:: WORK INSTRUCTIONS ::
Set down exactly the part of the Bruce Stuart Gelb biography below that opens with "Bruce Stuart Gelb" and closes with "of Bristol-Myers Squibb.".

:: EXTRACT TO READ ::
════════════════════
American businessman and diplomat (1927–2025)

Bruce Stuart Gelb (February 24, 1927 – November 17, 2025) was an American businessman and diplomat. He served as the president of Clairol and vice chairman of Bristol-Myers Squibb.

==Background==
Gelb was born in New York City on February 24, 1927. His father, Lawrence M. Gelb, founded Clairol in 1931. Gelb graduated from Choate Rosemary Hall in 1945. Gelb was in the military and went on to receive a B.A. from Yale in 1950 and an M.B.A. from Harvard in 1953.

Gelb died on November 17, 2025, at the age of 98 in Naples, Florida.
════════════════════
:: DATASET RECORDS ::
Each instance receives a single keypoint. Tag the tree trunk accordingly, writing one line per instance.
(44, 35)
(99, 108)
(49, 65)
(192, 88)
════════════════════
:: ANSWER TO THIS TASK ::
Bruce Stuart Gelb (February 24, 1927 – November 17, 2025) was an American businessman and diplomat. He served as the president of Clairol and vice chairman of Bristol-Myers Squibb.